▼

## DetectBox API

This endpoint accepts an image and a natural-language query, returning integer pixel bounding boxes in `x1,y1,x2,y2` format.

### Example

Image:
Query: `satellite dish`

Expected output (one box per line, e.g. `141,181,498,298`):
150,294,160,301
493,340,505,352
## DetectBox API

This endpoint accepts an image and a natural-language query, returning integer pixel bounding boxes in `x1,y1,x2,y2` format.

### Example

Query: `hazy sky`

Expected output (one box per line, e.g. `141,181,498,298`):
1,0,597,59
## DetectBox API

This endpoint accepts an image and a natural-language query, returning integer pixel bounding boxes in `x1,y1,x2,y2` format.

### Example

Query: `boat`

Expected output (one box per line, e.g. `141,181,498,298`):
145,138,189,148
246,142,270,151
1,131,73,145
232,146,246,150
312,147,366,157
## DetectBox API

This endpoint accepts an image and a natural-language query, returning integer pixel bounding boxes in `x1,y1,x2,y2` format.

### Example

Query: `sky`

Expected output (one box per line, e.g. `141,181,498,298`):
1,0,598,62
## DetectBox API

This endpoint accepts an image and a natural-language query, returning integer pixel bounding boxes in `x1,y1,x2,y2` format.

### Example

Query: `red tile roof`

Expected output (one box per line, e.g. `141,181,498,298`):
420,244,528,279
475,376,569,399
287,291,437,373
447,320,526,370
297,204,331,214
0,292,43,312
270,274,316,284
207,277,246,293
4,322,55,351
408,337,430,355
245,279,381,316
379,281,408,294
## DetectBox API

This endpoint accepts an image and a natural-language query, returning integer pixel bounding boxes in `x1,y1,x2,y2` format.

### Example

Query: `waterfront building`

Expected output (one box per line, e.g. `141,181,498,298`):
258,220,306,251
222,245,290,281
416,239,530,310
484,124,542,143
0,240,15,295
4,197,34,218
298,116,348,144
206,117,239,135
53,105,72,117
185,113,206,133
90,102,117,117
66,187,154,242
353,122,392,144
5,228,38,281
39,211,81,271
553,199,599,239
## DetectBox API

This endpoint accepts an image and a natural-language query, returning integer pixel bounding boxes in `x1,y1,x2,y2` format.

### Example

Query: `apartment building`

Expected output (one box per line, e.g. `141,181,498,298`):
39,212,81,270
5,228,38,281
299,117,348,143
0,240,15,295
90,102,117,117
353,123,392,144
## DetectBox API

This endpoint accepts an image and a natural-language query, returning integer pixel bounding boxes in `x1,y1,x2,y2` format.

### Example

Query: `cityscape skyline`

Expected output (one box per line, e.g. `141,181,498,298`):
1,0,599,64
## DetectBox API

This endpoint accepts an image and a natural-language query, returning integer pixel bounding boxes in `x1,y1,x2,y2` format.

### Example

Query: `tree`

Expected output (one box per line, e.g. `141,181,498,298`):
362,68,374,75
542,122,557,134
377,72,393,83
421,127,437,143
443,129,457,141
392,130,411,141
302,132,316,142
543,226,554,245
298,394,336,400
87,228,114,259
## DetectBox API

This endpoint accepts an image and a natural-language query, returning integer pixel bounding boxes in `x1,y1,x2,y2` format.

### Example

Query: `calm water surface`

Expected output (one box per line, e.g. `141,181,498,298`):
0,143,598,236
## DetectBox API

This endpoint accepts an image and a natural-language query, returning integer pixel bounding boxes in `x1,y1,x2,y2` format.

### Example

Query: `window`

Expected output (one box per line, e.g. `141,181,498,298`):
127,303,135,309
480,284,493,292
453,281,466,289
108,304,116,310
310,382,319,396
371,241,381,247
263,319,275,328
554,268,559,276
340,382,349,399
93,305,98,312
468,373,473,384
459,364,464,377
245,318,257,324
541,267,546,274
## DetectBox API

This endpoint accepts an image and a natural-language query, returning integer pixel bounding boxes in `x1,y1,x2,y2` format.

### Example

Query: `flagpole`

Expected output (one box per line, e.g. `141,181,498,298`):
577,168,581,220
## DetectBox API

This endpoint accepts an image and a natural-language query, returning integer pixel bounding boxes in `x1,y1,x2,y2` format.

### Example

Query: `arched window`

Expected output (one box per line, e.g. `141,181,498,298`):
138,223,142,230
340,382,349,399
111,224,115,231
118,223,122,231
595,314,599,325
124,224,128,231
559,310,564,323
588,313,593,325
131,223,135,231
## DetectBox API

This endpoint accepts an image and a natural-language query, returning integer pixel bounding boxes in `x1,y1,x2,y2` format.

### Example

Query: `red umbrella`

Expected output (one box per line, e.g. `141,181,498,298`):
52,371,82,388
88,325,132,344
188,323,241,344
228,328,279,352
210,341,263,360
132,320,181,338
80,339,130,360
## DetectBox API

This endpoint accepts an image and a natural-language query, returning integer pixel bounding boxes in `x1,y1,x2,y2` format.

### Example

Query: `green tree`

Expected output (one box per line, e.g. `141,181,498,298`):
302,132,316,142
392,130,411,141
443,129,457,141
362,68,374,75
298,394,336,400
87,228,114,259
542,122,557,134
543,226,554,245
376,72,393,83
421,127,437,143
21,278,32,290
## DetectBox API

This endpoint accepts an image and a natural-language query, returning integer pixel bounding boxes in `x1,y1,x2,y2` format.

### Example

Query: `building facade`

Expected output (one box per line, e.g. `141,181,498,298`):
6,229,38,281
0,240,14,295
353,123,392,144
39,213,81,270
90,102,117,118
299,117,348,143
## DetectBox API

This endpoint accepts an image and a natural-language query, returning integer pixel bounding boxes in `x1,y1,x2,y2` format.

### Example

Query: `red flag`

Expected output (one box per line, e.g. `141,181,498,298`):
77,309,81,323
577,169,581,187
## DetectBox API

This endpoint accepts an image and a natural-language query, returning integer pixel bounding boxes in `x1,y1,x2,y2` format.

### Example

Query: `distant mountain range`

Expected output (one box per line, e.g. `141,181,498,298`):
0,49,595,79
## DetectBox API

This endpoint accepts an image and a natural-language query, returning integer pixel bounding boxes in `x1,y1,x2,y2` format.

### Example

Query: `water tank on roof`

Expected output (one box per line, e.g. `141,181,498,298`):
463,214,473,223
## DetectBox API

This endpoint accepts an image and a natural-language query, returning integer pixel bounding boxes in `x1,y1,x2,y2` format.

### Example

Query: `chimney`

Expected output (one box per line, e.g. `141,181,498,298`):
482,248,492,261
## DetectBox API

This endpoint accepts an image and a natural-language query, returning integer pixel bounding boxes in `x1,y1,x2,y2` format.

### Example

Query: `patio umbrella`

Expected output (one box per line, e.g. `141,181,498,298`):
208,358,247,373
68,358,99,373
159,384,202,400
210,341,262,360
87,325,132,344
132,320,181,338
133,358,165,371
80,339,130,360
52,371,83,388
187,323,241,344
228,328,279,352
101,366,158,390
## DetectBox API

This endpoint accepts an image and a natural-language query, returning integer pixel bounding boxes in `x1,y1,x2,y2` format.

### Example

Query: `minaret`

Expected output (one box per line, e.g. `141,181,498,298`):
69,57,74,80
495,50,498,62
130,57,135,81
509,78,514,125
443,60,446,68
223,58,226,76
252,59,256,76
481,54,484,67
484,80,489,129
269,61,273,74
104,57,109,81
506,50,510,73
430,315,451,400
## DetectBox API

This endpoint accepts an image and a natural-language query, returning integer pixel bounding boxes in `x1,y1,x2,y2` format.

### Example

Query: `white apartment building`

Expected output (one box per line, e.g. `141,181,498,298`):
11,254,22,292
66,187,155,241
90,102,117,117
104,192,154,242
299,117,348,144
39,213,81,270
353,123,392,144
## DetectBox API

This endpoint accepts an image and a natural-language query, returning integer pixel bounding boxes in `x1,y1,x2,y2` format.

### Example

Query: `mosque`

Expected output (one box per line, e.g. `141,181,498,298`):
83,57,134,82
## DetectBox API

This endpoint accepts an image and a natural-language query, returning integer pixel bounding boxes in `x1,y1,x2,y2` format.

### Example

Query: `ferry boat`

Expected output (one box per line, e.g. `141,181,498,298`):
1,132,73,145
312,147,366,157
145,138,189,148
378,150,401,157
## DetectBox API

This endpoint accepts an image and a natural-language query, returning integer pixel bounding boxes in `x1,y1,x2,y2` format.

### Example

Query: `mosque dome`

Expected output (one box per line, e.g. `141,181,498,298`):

▲

> [Work to be completed]: Only the lines that contain the word "umbrella" should be copied from the material.

> [Task output]:
Query: `red umbrella`
Query: `patio umbrella`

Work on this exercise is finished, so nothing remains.